> Text excerpt
SYDNEY — There was good news Tuesday for Wagga Wagga, the city in southeast Australia that had braced for its worst flooding in 159 years.

The swollen Murrumbidgee River peaked below the height of the New South Wales farming town’s protective levee.

The 11-meter defenses held steady as the river rose to 10.56 meters, below the record set in 1853 and below the level in 1974 when the last big flood hit town.

But the 9,000 people ordered out of their homes after a week of record-breaking rain will not be allowed back until officials give the all-clear.

“It’s a matter of safety at the moment,” State Emergency Services spokesman Rolf Poole told Australia’s AAP news agency. “We’re not going to allow people back into Wagga Wagga at this stage.

Emergency Services chief for the Murrumbidgee region James McTavish said more than 1,000 houses had suffered flood damage.

New South Wales state premier Barry O’Farrell declared a state of emergency in the city of 58,000 people 300 miles west of Sydney. The declaration gives extra power to the authorities, including the police and the army.

There have been dozens of rescues, with people who defied the evacuation order being plucked off cars and rooftops.

The Murrumbidgee, which is not fast-flowing because the floodplain it passes through is so flat, has already begun to fall.

> Dataset excerpt
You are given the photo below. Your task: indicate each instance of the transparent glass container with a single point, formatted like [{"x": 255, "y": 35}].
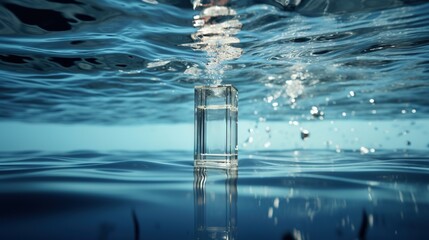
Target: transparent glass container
[{"x": 216, "y": 125}]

> Short exercise
Summarize the news report above on the Wagga Wagga flooding in two sentences.

> Expected output
The Murrumbidgee River peaked at 10.56 meters, below the 11-meter levee protecting Wagga Wagga, so the New South Wales town that had braced for its worst flooding in 159 years was spared, and the river has already begun to fall. The 9,000 people ordered out of their homes may not return until officials give the all-clear, more than 1,000 houses have suffered flood damage, and the state premier has declared a state of emergency in the city.